[DATA LISTING]

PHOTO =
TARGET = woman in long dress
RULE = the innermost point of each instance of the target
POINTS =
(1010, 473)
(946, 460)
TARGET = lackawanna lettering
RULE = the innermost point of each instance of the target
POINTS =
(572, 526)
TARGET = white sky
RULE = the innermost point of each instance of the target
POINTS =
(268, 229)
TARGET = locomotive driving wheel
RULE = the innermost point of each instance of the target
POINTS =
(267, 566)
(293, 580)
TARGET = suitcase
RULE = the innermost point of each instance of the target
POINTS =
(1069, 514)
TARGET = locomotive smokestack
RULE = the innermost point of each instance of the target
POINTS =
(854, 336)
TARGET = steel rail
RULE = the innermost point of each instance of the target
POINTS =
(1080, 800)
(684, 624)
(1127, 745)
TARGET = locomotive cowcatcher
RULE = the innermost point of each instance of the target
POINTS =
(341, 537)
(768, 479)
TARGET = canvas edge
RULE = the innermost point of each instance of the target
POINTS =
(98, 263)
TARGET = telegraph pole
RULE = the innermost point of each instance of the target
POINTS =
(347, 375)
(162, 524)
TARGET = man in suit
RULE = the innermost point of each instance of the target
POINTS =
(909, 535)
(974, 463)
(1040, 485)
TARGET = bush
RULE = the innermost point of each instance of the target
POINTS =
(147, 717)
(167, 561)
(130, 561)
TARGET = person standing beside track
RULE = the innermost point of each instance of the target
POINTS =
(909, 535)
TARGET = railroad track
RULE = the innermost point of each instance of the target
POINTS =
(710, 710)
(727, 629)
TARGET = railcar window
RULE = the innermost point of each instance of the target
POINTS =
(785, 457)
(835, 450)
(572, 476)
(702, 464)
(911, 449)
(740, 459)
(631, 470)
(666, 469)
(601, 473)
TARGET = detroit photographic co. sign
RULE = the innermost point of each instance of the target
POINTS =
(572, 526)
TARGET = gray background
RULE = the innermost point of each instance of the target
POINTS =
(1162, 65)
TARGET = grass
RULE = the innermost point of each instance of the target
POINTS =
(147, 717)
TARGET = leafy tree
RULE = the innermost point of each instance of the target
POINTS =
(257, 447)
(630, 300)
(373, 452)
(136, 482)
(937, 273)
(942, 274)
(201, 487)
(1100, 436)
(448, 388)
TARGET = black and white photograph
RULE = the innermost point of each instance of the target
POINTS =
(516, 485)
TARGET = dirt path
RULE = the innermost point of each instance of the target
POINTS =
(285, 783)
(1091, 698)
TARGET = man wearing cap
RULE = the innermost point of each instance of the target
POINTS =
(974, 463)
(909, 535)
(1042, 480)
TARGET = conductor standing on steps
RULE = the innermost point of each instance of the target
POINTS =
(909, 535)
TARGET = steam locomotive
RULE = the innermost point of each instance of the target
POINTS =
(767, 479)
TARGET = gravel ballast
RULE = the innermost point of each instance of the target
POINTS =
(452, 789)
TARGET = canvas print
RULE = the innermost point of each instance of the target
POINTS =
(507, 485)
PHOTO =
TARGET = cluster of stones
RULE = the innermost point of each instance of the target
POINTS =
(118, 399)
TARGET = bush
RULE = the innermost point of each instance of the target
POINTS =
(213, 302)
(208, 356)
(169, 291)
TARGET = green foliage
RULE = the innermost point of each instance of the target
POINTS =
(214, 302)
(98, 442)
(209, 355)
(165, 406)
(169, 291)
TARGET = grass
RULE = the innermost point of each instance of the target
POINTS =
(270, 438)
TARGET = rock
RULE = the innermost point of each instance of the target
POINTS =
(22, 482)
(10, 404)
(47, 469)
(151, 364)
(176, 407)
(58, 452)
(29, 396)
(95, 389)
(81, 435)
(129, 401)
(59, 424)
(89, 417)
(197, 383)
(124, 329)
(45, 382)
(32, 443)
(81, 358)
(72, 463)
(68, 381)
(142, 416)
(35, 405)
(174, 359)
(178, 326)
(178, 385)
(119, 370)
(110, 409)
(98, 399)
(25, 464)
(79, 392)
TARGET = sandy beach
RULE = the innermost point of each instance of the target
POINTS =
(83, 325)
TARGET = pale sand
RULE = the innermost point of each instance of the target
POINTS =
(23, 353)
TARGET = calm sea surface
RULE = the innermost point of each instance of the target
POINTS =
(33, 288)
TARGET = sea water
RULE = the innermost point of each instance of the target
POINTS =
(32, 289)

[/DATA LISTING]

#### REQUIRED WORK:
Please copy, word for word, every line from the first line of the records through the line containing "TARGET = black and white photograph", with both of those lines included and nothing else.

#### REPLY TO THE TASK:
PHOTO =
TARGET = woman in long dress
RULE = the innermost point of each instance of the target
POINTS =
(1010, 473)
(946, 460)
TARGET = lackawanna lettering
RULE = the innermost point of each instance of the target
POINTS =
(572, 526)
TARGET = white sky
RULE = the innermost point of each instance of the target
POINTS =
(268, 229)
TARGET = locomotive driving wheel
RULE = the innermost point of each instance of the target
POINTS =
(267, 566)
(293, 580)
TARGET = suitcase
RULE = the innermost point of each instance of the target
POINTS =
(1069, 514)
TARGET = locomotive smokestack
RULE = the innermost point of each instance of the target
POINTS =
(854, 336)
TARGET = steel rail
RULE = the innermost point of each instance of the target
POINTS =
(1080, 800)
(684, 624)
(1127, 745)
TARGET = locomotive cowcatcher
RULE = the innermost point of each instance of the target
POINTS =
(341, 537)
(768, 479)
TARGET = canvas edge
RULE = the innermost point of each instance of the target
POINTS =
(98, 263)
TARGET = telegraph pole
RULE = the innermost point of each instance of the target
POINTS =
(347, 375)
(162, 524)
TARGET = man in suit
RULE = the innermost point of each instance of the target
POINTS =
(909, 535)
(974, 463)
(1040, 485)
TARGET = bush
RULE = the innermost point of each instance of the target
POINTS =
(147, 717)
(167, 561)
(130, 561)
TARGET = person standing beside track
RULE = the innermost point of each instance of the target
POINTS =
(909, 535)
TARGET = railroad track
RULE = the innermost point of each instance of the target
POINTS =
(710, 710)
(727, 629)
TARGET = railcar window
RULE = the innermost point of each instance of the target
POINTS =
(785, 457)
(835, 450)
(572, 476)
(702, 464)
(911, 449)
(740, 459)
(631, 470)
(666, 469)
(601, 473)
TARGET = detroit photographic co. sign
RULE = the innermost point of each instance of the target
POINTS =
(572, 526)
TARGET = gray background
RULE = the innermost point of each instance of the target
POINTS =
(1162, 65)
TARGET = grass
RULE = the innermost point of each instance of the target
POINTS =
(147, 717)
TARGET = leafy tree
RULE = the innermost point of each instance of the target
POINTS =
(257, 447)
(630, 300)
(373, 452)
(136, 482)
(937, 273)
(942, 274)
(201, 487)
(1100, 436)
(448, 388)
TARGET = black and white photograph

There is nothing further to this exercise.